## EXERCISE DIRECTIONS
As you work through the listing below, copy each line exactly and drop the images.

## INFORMATION SHOWN
◇ ◇ ◇ ◇ ◇ ◇ ◇

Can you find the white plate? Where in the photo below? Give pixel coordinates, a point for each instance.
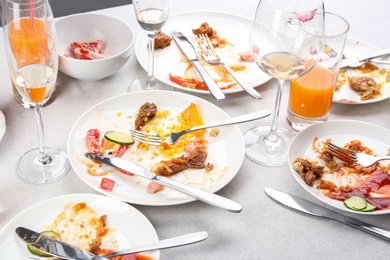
(132, 227)
(226, 151)
(2, 125)
(235, 29)
(346, 95)
(340, 132)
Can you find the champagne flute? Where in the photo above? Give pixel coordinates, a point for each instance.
(151, 16)
(29, 36)
(286, 42)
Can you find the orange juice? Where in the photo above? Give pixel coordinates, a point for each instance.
(28, 40)
(311, 95)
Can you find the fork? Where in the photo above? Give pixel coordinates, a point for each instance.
(349, 157)
(210, 56)
(154, 139)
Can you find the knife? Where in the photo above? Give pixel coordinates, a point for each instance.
(207, 197)
(53, 246)
(319, 211)
(189, 50)
(361, 58)
(40, 241)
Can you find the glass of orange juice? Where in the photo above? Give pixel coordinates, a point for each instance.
(311, 95)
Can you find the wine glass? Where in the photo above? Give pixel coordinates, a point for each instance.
(29, 36)
(286, 42)
(151, 16)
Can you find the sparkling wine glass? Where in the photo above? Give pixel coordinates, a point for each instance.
(286, 42)
(151, 16)
(29, 36)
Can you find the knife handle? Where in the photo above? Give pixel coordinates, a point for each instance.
(207, 197)
(376, 231)
(213, 87)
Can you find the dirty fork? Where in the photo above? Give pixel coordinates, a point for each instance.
(210, 56)
(154, 139)
(348, 156)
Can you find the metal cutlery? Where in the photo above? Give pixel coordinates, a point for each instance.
(319, 211)
(66, 251)
(207, 197)
(189, 50)
(210, 56)
(154, 139)
(351, 157)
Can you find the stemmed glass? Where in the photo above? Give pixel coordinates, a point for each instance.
(286, 42)
(151, 16)
(29, 36)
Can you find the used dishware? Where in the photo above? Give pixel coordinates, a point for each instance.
(68, 251)
(104, 116)
(116, 36)
(132, 228)
(34, 73)
(155, 139)
(349, 156)
(133, 168)
(189, 50)
(311, 95)
(315, 210)
(284, 52)
(340, 132)
(151, 16)
(344, 94)
(170, 60)
(210, 56)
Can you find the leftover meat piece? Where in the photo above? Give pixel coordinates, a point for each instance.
(162, 40)
(366, 87)
(146, 112)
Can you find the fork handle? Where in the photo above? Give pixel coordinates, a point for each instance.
(233, 120)
(213, 87)
(251, 91)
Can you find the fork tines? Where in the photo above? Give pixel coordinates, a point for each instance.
(341, 153)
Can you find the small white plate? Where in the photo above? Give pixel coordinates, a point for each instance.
(132, 227)
(2, 125)
(340, 132)
(225, 151)
(235, 29)
(346, 95)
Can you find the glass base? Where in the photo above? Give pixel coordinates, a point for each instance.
(266, 151)
(32, 170)
(145, 84)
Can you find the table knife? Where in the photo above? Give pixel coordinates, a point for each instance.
(361, 58)
(207, 197)
(319, 211)
(189, 50)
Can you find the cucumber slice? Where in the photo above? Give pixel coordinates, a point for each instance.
(38, 252)
(119, 138)
(355, 203)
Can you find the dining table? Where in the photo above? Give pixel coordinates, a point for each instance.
(263, 229)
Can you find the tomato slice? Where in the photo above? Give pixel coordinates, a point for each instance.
(107, 184)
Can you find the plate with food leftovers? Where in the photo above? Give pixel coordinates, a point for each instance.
(230, 39)
(362, 85)
(61, 217)
(206, 159)
(334, 182)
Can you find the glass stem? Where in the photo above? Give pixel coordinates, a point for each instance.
(272, 136)
(43, 157)
(150, 84)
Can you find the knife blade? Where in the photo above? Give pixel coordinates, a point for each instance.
(319, 211)
(189, 50)
(350, 61)
(53, 246)
(207, 197)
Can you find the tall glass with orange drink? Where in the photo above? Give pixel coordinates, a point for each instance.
(311, 95)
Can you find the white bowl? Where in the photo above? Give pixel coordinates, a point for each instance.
(118, 42)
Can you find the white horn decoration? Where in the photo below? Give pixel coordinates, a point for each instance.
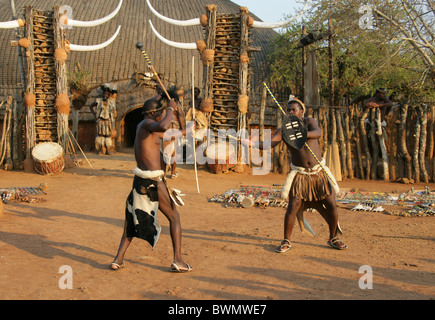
(10, 24)
(191, 22)
(77, 23)
(76, 47)
(273, 25)
(180, 45)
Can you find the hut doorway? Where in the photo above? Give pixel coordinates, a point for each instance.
(131, 120)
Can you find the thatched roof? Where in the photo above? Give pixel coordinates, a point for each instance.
(119, 61)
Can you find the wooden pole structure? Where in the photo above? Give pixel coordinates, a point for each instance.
(193, 118)
(63, 104)
(403, 150)
(139, 45)
(423, 138)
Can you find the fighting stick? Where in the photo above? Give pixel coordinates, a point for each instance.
(309, 149)
(193, 117)
(139, 45)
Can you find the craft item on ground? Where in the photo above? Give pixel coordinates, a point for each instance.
(411, 203)
(25, 194)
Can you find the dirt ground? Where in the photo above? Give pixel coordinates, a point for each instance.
(232, 249)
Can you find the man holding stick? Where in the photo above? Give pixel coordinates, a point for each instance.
(310, 184)
(150, 192)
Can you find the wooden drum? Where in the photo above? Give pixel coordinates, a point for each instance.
(48, 158)
(220, 157)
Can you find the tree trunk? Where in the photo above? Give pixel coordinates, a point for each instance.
(403, 150)
(423, 136)
(374, 143)
(382, 146)
(365, 141)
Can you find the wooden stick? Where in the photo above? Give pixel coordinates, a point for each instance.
(80, 148)
(139, 45)
(193, 116)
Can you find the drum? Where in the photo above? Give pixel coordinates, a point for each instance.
(220, 157)
(48, 158)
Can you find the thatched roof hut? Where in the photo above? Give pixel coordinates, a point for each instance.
(120, 62)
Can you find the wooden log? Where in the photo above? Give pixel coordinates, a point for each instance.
(415, 154)
(356, 141)
(342, 143)
(382, 146)
(423, 138)
(374, 144)
(431, 141)
(393, 146)
(363, 130)
(402, 148)
(61, 82)
(349, 138)
(276, 150)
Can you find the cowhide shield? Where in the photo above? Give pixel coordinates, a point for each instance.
(294, 132)
(141, 211)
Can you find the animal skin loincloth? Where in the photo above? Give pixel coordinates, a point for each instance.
(310, 184)
(142, 206)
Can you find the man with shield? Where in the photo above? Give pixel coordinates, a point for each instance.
(310, 184)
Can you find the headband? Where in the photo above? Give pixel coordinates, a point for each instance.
(293, 99)
(158, 109)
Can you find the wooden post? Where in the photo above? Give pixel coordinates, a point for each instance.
(423, 138)
(304, 62)
(261, 119)
(356, 139)
(362, 126)
(431, 140)
(210, 40)
(61, 83)
(382, 145)
(415, 154)
(30, 92)
(349, 138)
(393, 147)
(243, 69)
(340, 133)
(403, 150)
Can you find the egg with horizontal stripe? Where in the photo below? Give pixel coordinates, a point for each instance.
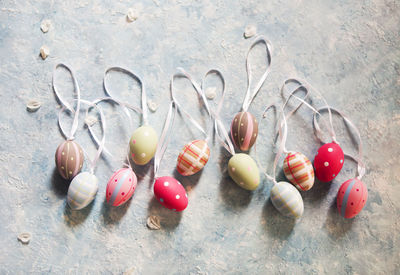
(121, 186)
(299, 170)
(328, 162)
(193, 157)
(244, 171)
(351, 198)
(170, 193)
(82, 190)
(244, 130)
(143, 144)
(69, 159)
(287, 199)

◇ ◇ ◇ ◇ ◇ ◇ ◇

## WRITTEN ANSWER
Can you find the white plate? Where in the photo below? Give pixel coordinates, a point for each instance.
(132, 227)
(226, 151)
(2, 125)
(235, 29)
(346, 95)
(340, 132)
Can you find the champagne flute? Where in the photo above? Give pixel coordinates, a point for each instance.
(151, 16)
(29, 36)
(286, 42)
Can you find the orange juice? Where in the photo above? Give pixel coordinates, a point for each instance.
(28, 40)
(311, 95)
Can you find the fork? Where in the photo above? Give pixel coordinates, a point for each instance.
(349, 157)
(210, 56)
(154, 139)
Can you find the knife? Where in the photo above? Give pixel coordinates, a point for each instance.
(207, 197)
(53, 246)
(319, 211)
(189, 50)
(361, 58)
(40, 241)
Can you find the glass of orange juice? Where in the photo above? Give pixel coordinates, a point for each instance.
(311, 95)
Can you find the wine glass? Where in the photo above? Give pixel coordinates, a point for each instance.
(29, 36)
(286, 42)
(151, 16)
Can you find the sparkling wine glass? Where in the photo above? Give pixel coordinates, a point for each instance.
(286, 42)
(151, 16)
(29, 36)
Can you find the knife handle? Where in the photo above? Give pixel coordinates, a point for each instance.
(207, 197)
(376, 231)
(213, 87)
Can you find the dirty fork? Where in the photo above? Give pixel coordinates, a point for each instance.
(210, 56)
(154, 139)
(348, 156)
Can you find the metal cutlery? Where in the photo above? Give pixel coordinates, a point for each instance.
(319, 211)
(66, 251)
(207, 197)
(189, 50)
(210, 56)
(154, 139)
(351, 157)
Can you find the stemmed glass? Where in the photo above? Give pixel coordinates, a point for each instance.
(286, 42)
(151, 16)
(29, 36)
Can you find the used dishware? Where in the photo above? Give pixel coordinates, a point for each instance.
(68, 251)
(104, 116)
(116, 36)
(132, 228)
(34, 73)
(155, 139)
(349, 156)
(133, 168)
(189, 50)
(311, 95)
(315, 210)
(284, 52)
(340, 132)
(151, 16)
(344, 94)
(170, 60)
(210, 56)
Can you find the leftover meat piece? Where in the photo above? Give pixel coordinates, a point for each instance.
(162, 40)
(366, 87)
(146, 112)
Can you find the fork handle? Where in the photo above? Give pixel coordinates, a point for each instance.
(233, 120)
(213, 87)
(251, 91)
Can you find the fork tines? Where in the photo above? Give pixel coordinates, a point for each instance.
(341, 153)
Can you find the small white plate? Where in the photo above? Give pixel coordinates, a point for each instance.
(132, 227)
(2, 125)
(340, 132)
(225, 151)
(235, 29)
(346, 95)
Can you find the glass base? Where in the photo above? Give pixel coordinates, a point for each instance.
(266, 151)
(32, 170)
(145, 84)
Can you find the table knife? Where in the photo above? Give pixel coordinates, a point for each instance.
(361, 58)
(207, 197)
(319, 211)
(189, 50)
Can you find the cucumber slice? Where in the photo above? Give pixel coordinates, a point for each instance.
(38, 252)
(119, 138)
(355, 203)
Can you find the dining table? Where in the photo above? Give pixel coordinates, a point for each instance.
(263, 229)
Can you find the tomato slice? Where in the photo above? Give pixel coordinates, a point for each instance.
(107, 184)
Can you find the plate with food leftovers? Where in the photo above? Give pixel coordinates, a point for each instance.
(230, 39)
(362, 85)
(61, 217)
(206, 159)
(334, 182)
Can you find the glass stem? Where in the photo above? Give pixel coordinates, a point for each instance.
(272, 136)
(43, 157)
(150, 84)
Can you find the knife blade? Where in the photo above? Give pixel coordinates, a point for each instance.
(319, 211)
(189, 50)
(350, 61)
(53, 246)
(207, 197)
Can you find the tall glass with orange drink? Where in the photo above? Give pixel coordinates, a point for each instance.
(311, 95)
Can you find the white bowl? Where in the photo above? Give pixel coordinates, a point for each instance.
(118, 42)
Can you find the white horn decoration? Where in the photo below? Give pixel coordinates, a point for each instance.
(10, 24)
(191, 22)
(77, 23)
(76, 47)
(273, 25)
(180, 45)
Can you find the hut doorway? Where in the photo above? Give pixel coordinates, a point for each instance.
(131, 120)
Can you find the thatched roof? Where in the photo above? Give pixel coordinates, a point for each instance.
(119, 61)
Can you find the wooden pole structure? Where in the photo above? Give pixel coordinates, a point for each instance.
(193, 118)
(63, 104)
(403, 150)
(139, 45)
(423, 138)
Can you find the fighting stick? Where in the photo above? Give pixel coordinates, a point for each instance.
(309, 149)
(193, 117)
(139, 45)
Can you find the craft item on ground? Where in the photo above? Give pixel coordinates, a point for each instance.
(411, 203)
(25, 194)
Can you find the dirt ground? Where in the photo above? Give pixel coordinates, a point for each instance.
(232, 249)
Can you find the man holding stick? Where in the photo above? Give pixel coordinates, a point for each instance.
(310, 184)
(150, 192)
Can you find the wooden drum? Where in the photo above? Give pixel coordinates, a point for each instance.
(48, 158)
(220, 157)
Can you find the tree trunk? Where in the photo above? Give pixel coordinates, a point for each instance.
(403, 150)
(423, 136)
(374, 143)
(382, 146)
(365, 141)
Can you find the wooden stick? Where in the photo above? Give pixel coordinates, a point for each instance.
(80, 148)
(139, 45)
(193, 116)
Can you find the drum? Where in the photo above? Give pixel coordinates, a point for each instance.
(220, 157)
(48, 158)
Can you find the thatched roof hut? Where in the photo above? Give pixel coordinates, a point for each instance.
(120, 62)
Can you find the wooden log? Where in the photo above? Give pixel coordinates, a point for each instance.
(415, 154)
(356, 141)
(342, 143)
(382, 146)
(423, 138)
(374, 144)
(431, 141)
(393, 146)
(363, 130)
(402, 148)
(61, 82)
(349, 138)
(276, 150)
Can you find the cowhide shield? Where in the photo above? Give pixel coordinates, a point for each instance.
(294, 132)
(141, 211)
Can you find the animal skin loincloth? Where in the photo above? Give pixel coordinates, a point for each instance.
(310, 184)
(142, 206)
Can you find the man with shield? Where in the photo above? Give pixel coordinates, a point for each instance.
(310, 184)
Can you find the headband? Where in the photo above? Give pixel coordinates, a point for each instance.
(293, 99)
(158, 109)
Can you find the wooden post? Where in the photo above? Give pixel coordinates, a point for each instance.
(423, 138)
(304, 62)
(261, 119)
(356, 139)
(362, 126)
(431, 140)
(210, 40)
(61, 83)
(382, 145)
(415, 154)
(30, 92)
(349, 138)
(393, 147)
(243, 69)
(340, 133)
(403, 150)
Can you find the egg with horizontal stripe? Where in the photo below? Give pixel coordinates, a point for each instance.
(121, 186)
(299, 170)
(328, 162)
(193, 157)
(244, 171)
(351, 198)
(170, 193)
(82, 190)
(244, 130)
(143, 144)
(69, 159)
(287, 199)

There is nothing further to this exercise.